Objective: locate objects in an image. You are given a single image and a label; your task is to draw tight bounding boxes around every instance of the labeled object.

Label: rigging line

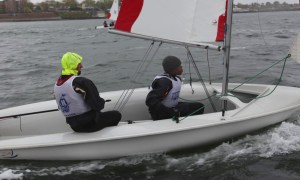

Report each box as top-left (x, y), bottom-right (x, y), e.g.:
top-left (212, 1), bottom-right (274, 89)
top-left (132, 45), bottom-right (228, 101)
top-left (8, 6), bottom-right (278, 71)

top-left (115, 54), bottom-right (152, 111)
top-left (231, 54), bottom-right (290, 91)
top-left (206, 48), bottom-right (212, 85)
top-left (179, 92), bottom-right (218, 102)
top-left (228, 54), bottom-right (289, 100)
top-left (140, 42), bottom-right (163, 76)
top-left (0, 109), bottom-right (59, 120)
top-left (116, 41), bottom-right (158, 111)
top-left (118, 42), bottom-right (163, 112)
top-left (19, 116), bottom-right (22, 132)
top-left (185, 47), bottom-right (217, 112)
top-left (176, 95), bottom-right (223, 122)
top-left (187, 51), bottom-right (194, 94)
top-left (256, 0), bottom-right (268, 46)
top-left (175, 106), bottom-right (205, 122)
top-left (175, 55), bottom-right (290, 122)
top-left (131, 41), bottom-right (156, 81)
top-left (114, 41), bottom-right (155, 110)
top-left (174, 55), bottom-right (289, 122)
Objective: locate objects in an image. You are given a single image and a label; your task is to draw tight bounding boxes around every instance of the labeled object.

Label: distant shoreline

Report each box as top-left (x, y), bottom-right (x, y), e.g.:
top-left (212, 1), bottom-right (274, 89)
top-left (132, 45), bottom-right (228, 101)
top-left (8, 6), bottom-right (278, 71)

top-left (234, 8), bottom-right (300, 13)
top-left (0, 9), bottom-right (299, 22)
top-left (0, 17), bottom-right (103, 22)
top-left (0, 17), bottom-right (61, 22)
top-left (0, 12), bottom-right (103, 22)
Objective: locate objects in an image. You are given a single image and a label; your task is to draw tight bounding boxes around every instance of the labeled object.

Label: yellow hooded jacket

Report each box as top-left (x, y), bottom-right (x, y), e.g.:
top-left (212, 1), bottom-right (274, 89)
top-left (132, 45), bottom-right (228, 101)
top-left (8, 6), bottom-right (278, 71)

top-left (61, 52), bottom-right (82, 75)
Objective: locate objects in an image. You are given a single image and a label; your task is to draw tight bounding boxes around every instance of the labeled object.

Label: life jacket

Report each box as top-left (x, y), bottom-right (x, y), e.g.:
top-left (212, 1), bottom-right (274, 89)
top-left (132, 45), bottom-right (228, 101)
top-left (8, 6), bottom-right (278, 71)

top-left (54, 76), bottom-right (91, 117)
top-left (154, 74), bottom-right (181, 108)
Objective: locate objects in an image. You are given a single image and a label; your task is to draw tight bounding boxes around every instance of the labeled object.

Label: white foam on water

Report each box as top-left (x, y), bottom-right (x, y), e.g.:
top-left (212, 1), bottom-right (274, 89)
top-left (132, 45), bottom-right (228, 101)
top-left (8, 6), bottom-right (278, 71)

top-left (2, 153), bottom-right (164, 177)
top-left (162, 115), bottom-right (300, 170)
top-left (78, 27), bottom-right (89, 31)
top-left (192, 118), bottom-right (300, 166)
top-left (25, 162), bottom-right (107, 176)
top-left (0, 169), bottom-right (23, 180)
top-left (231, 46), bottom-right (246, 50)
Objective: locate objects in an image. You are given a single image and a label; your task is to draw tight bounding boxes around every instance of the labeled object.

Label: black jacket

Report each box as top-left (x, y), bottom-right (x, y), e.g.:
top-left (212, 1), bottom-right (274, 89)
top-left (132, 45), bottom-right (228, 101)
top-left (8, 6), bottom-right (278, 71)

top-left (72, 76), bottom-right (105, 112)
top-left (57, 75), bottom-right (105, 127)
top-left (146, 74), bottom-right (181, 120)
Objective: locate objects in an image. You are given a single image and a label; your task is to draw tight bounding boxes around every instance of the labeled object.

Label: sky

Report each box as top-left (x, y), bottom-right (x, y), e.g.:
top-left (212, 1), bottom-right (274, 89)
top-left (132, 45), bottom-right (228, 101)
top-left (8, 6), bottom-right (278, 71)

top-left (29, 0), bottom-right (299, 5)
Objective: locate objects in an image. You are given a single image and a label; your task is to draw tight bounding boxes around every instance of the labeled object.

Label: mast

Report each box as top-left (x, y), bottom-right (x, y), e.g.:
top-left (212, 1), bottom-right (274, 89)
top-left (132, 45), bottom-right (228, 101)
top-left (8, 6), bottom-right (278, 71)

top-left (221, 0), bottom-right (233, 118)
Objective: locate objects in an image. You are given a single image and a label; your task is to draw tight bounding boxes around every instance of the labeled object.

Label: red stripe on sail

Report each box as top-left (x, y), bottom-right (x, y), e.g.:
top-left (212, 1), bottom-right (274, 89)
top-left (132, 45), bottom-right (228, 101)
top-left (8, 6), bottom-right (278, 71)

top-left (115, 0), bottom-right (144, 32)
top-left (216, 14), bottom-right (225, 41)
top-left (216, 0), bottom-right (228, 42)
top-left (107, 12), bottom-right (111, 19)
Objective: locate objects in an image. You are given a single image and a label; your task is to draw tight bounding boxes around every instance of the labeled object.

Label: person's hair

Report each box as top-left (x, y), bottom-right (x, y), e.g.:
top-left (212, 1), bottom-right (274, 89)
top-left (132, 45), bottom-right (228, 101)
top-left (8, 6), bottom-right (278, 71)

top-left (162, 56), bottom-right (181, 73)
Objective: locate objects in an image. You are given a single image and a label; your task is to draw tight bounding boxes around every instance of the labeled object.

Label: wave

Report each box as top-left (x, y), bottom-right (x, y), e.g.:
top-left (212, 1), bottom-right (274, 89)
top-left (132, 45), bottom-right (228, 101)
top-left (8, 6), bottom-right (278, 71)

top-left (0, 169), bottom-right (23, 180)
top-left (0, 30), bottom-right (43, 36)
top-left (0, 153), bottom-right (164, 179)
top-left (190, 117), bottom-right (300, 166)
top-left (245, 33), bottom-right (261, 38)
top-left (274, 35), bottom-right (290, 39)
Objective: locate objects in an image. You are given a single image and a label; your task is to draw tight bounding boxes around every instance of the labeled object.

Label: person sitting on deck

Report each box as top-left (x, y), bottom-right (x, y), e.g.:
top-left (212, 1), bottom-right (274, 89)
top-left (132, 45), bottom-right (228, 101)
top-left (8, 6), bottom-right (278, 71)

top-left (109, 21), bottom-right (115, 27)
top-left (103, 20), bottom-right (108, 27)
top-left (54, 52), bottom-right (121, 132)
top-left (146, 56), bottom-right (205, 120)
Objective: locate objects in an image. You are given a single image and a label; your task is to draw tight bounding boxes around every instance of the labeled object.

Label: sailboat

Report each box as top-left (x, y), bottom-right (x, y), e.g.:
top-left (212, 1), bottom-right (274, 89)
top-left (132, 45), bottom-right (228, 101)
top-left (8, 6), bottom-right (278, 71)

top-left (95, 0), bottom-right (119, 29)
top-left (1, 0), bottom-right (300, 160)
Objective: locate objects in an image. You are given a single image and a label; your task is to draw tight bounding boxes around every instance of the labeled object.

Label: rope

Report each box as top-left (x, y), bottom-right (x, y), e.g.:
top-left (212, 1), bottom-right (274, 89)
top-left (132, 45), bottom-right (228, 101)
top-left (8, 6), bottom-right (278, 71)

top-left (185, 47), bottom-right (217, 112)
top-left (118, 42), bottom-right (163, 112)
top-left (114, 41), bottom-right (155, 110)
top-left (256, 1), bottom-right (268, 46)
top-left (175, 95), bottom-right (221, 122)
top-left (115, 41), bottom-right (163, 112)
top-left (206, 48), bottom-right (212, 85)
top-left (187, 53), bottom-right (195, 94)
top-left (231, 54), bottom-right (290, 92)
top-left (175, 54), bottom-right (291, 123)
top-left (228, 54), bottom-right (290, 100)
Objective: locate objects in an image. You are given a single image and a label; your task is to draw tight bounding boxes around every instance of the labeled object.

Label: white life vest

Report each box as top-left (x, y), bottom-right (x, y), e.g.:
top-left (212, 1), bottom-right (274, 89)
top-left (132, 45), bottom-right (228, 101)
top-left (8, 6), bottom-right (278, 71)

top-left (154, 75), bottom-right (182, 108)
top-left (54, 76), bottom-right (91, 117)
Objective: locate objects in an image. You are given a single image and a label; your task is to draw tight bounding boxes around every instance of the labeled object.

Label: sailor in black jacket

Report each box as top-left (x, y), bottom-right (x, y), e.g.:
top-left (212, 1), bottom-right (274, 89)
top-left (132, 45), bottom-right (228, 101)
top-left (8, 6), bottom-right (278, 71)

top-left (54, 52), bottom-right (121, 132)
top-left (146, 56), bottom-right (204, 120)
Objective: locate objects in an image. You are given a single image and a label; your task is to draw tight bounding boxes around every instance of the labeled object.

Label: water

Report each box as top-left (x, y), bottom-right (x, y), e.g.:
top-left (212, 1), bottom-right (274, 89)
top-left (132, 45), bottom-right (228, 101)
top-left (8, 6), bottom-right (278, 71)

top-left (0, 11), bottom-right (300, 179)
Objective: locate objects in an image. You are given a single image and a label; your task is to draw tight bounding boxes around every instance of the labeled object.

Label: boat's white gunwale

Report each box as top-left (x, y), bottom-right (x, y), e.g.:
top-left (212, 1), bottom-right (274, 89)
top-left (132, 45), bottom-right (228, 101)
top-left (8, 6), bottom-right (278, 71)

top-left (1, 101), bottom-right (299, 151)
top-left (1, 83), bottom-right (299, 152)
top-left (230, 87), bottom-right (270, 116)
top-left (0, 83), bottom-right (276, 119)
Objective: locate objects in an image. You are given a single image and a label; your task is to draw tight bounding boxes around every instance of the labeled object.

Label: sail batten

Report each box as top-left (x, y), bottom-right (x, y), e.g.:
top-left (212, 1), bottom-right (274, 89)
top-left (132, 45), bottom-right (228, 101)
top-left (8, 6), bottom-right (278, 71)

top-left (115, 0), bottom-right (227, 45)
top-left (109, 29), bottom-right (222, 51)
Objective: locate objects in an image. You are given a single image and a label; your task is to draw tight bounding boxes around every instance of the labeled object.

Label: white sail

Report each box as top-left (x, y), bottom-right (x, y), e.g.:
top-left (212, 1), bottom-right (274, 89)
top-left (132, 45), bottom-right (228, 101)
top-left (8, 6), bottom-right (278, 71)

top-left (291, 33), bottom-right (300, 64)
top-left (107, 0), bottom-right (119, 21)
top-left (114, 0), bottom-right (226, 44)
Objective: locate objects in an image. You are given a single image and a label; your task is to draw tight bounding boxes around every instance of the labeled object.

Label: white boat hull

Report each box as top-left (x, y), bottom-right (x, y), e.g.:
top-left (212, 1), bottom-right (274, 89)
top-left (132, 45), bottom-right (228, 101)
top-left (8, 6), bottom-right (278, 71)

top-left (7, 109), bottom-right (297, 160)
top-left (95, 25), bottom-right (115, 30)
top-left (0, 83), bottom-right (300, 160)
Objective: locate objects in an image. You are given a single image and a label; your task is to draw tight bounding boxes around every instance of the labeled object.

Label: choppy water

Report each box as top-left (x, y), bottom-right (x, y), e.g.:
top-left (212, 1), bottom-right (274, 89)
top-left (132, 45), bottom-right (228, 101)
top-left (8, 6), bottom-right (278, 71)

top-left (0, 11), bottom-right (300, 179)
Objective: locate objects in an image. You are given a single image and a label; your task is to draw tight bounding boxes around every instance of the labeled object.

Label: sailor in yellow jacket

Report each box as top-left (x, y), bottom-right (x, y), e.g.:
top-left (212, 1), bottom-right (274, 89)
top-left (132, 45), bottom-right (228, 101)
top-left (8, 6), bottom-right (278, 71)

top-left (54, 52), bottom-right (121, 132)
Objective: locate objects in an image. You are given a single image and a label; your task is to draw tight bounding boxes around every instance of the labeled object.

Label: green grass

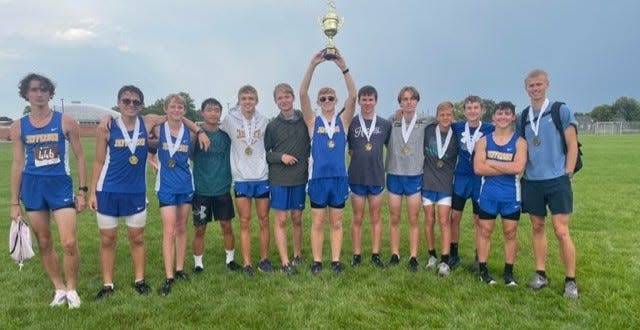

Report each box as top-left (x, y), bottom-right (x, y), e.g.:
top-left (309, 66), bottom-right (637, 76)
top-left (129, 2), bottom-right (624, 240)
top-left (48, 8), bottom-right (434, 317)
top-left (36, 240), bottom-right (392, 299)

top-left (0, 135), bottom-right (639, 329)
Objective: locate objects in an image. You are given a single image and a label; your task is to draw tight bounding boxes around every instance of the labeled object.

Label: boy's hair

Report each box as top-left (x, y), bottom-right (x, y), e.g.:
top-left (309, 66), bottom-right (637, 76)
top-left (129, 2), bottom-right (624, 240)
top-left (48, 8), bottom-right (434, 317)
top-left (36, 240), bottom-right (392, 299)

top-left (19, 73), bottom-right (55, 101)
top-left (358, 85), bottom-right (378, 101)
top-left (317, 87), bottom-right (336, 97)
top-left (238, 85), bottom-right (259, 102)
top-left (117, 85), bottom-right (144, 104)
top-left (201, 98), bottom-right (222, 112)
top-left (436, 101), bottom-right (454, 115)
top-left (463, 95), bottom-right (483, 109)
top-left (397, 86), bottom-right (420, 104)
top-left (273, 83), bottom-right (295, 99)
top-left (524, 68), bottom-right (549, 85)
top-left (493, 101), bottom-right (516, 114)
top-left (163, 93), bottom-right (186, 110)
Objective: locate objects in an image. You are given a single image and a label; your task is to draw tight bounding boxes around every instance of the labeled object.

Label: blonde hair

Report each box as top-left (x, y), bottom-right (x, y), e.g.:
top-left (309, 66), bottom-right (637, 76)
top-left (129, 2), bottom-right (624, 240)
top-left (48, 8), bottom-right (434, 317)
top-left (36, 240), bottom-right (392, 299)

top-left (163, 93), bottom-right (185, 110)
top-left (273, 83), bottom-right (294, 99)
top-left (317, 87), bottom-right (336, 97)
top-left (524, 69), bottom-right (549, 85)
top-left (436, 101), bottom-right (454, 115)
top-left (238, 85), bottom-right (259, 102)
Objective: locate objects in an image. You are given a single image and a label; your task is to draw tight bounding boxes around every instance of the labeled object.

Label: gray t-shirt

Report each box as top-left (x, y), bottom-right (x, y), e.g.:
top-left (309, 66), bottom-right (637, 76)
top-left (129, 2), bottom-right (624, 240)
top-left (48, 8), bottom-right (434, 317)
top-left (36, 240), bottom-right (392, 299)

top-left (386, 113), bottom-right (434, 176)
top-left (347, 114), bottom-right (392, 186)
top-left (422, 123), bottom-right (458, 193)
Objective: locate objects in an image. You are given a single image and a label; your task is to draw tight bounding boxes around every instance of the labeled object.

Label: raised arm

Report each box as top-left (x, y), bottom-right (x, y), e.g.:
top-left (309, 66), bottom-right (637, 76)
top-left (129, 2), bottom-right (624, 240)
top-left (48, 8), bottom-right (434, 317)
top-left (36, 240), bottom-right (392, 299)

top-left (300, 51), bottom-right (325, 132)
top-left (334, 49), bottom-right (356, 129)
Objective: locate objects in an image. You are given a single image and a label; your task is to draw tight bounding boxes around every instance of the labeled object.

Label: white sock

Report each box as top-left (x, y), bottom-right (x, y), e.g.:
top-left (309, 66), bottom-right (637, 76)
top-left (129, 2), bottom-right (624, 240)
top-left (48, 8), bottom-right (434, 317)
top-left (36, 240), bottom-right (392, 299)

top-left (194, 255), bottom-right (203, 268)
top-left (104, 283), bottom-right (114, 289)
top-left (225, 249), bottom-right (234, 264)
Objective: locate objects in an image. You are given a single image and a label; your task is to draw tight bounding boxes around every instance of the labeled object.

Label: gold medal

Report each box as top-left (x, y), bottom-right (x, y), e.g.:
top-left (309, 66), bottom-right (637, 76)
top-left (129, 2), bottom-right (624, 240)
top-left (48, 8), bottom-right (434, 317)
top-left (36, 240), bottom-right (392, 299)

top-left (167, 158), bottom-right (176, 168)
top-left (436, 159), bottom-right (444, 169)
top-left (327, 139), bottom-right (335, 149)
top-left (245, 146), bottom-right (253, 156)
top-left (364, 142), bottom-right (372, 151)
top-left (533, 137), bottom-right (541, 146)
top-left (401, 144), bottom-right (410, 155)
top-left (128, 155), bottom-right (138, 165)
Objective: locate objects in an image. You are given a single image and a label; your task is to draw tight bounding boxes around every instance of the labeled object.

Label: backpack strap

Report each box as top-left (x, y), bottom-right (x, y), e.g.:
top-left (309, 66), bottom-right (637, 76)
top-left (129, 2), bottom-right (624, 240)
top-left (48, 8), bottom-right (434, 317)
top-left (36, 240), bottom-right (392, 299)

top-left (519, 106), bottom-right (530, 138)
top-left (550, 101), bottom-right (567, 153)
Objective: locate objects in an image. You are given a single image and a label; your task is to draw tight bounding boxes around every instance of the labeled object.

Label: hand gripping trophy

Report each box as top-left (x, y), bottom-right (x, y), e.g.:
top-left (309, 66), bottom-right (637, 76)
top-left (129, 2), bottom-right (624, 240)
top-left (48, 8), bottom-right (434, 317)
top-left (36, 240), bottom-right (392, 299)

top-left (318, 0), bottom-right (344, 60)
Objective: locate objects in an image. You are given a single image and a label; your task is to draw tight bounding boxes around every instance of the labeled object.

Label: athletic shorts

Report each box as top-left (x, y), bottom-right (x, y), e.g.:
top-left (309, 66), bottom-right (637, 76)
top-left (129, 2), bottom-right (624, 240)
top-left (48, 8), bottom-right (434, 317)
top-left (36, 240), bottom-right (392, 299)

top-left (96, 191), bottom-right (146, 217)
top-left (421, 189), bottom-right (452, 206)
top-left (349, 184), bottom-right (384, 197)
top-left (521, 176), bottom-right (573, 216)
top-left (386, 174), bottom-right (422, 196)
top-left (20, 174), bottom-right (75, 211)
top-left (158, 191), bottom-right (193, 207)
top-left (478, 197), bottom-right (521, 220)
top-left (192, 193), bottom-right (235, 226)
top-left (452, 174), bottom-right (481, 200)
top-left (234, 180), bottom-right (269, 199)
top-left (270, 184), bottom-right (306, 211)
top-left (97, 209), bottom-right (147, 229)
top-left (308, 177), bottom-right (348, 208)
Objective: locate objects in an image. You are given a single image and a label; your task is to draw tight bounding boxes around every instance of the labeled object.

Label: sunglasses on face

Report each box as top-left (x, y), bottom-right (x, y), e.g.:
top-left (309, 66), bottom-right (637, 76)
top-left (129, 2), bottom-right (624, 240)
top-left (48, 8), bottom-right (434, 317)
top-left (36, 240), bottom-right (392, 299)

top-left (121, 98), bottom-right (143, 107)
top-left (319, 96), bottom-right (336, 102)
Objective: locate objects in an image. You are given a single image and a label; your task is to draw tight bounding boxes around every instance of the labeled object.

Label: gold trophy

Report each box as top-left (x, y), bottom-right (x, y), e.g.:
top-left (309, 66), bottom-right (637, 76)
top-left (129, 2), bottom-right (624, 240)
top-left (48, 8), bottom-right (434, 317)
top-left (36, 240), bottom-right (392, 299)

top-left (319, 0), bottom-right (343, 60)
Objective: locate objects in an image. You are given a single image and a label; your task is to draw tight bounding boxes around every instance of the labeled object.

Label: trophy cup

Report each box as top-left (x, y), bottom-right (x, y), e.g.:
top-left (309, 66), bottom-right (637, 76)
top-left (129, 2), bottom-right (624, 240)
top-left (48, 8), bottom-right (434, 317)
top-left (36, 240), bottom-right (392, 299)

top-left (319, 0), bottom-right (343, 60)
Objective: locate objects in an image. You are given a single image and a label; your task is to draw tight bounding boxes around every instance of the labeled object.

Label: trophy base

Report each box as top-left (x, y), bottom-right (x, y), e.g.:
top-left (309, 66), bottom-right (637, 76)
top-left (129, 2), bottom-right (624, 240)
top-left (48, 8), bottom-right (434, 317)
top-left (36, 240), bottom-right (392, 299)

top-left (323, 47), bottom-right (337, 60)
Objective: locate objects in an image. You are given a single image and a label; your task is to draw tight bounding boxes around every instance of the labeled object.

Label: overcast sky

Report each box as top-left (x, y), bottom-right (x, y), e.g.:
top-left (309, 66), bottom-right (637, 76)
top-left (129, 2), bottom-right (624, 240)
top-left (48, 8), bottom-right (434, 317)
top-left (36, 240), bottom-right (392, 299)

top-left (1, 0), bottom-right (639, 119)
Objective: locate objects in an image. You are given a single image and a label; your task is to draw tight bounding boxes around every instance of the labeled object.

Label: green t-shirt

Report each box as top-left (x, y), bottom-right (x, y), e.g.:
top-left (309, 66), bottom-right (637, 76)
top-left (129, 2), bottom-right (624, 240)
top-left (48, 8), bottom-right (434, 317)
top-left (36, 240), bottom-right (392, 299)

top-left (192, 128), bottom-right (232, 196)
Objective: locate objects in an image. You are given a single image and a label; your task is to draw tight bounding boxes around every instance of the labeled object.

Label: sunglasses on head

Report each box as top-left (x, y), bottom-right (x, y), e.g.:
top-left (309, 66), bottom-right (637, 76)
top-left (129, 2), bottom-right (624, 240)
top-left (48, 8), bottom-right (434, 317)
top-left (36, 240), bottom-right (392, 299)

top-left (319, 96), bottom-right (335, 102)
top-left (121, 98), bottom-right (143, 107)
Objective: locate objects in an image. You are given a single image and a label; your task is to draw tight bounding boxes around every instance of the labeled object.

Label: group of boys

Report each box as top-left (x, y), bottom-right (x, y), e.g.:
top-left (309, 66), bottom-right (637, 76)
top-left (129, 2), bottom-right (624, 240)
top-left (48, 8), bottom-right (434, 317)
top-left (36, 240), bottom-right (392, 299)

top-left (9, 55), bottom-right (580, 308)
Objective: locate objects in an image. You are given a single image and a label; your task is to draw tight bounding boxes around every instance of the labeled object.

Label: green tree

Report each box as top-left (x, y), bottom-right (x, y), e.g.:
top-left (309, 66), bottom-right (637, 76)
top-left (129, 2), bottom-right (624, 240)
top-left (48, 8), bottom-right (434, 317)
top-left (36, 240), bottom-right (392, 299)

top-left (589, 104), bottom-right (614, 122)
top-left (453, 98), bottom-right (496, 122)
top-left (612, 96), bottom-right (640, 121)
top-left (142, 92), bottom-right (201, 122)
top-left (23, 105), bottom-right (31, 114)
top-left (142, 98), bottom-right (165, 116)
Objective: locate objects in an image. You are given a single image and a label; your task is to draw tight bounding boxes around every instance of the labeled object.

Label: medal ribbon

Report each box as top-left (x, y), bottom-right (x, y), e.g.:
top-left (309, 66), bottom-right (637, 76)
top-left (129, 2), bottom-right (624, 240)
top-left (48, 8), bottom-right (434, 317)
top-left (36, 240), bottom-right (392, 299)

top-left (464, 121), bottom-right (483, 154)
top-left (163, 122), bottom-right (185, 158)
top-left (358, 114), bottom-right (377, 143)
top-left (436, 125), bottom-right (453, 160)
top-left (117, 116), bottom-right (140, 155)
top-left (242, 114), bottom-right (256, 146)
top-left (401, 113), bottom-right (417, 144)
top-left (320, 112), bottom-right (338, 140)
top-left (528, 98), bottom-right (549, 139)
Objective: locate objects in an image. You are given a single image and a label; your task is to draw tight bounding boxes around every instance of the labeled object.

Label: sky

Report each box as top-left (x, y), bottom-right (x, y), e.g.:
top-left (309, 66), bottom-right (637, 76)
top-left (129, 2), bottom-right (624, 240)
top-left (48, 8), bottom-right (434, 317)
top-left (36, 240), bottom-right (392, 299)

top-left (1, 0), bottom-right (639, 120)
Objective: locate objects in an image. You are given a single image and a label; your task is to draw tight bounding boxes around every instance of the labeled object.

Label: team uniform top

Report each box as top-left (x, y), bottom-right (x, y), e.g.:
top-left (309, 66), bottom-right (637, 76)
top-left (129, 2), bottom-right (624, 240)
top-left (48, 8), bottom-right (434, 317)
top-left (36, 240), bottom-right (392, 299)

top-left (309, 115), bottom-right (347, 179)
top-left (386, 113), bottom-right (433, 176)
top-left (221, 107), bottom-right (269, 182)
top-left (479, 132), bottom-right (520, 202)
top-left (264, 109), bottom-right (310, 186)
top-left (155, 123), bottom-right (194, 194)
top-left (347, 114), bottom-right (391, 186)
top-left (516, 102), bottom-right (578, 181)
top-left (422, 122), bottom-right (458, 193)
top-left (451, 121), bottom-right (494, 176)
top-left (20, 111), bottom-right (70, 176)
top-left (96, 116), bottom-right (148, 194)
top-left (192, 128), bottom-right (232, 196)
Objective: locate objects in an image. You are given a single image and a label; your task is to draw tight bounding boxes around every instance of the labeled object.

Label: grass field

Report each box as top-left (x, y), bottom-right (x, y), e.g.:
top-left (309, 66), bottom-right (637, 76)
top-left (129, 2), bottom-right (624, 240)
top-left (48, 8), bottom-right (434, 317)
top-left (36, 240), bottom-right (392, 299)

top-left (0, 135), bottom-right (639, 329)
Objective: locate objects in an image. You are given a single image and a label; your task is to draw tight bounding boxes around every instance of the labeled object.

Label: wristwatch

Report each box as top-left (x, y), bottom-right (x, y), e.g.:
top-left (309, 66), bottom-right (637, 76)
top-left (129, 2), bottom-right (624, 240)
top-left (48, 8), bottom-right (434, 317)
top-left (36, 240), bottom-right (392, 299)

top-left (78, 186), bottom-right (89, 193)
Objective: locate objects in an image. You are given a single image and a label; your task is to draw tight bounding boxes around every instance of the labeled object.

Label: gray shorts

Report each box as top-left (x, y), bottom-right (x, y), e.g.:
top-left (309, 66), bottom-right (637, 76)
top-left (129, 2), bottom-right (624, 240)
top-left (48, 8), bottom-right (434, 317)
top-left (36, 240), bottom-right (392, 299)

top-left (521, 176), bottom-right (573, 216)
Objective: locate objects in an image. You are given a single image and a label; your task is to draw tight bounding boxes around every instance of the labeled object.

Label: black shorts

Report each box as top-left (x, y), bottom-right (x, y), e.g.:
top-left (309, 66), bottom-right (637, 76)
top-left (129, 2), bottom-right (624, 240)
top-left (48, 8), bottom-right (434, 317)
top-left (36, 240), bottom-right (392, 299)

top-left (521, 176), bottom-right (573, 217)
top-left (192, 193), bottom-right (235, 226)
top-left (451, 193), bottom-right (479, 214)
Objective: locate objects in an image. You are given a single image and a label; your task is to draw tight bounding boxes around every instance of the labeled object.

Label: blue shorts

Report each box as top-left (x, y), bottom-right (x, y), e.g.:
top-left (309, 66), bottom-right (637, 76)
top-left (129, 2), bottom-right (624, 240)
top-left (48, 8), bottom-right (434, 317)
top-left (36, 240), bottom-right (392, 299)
_ _ _ _ _ _ _
> **Task directions**
Among the entries above, how many lines hold the string "shorts"? Respond with nothing but the number.

> **Answer to this exercise**
4